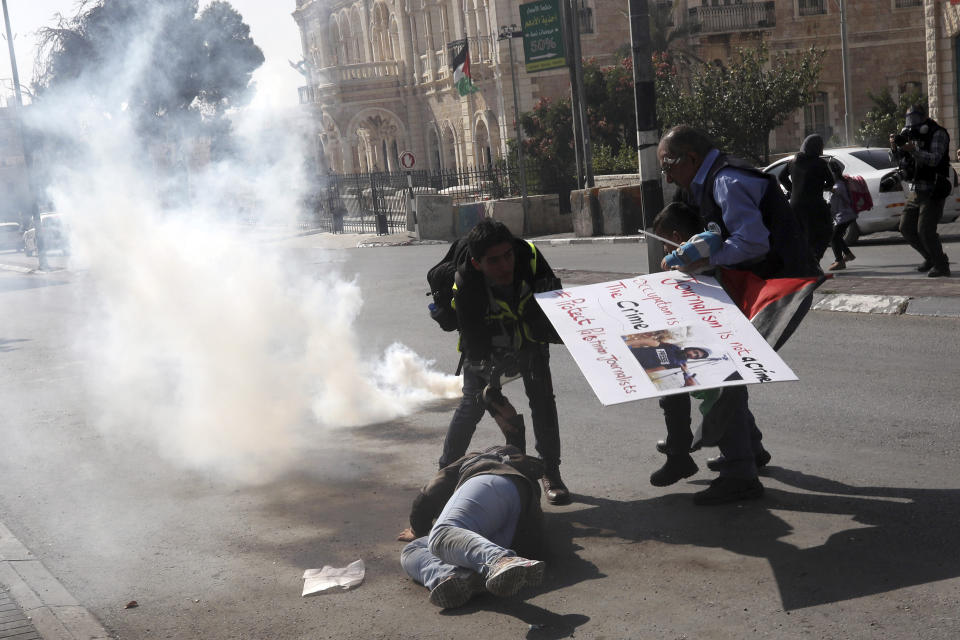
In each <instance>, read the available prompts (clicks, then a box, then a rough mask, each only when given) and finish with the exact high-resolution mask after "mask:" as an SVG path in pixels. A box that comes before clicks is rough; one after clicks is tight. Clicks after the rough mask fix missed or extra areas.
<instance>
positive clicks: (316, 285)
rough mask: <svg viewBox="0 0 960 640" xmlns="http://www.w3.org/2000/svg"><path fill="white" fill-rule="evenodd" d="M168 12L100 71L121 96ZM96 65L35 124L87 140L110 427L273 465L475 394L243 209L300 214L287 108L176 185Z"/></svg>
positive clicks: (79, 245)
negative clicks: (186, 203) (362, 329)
+---+
The problem
Copy the data word for word, from its start through the line containing "positive clicks: (316, 285)", both included. Leave the image out of your copy.

Written solution
In each <instance>, read the available prompts (clicks, then a box, then a rough mask, each only when given) and finish with the exact high-resolution mask after "mask:" as an SVG path in pixels. A box that comes before clicks is rough; one after clicks is tight. Clicks after the rough mask fix missed or extra areas.
<instance>
positive clicks: (316, 285)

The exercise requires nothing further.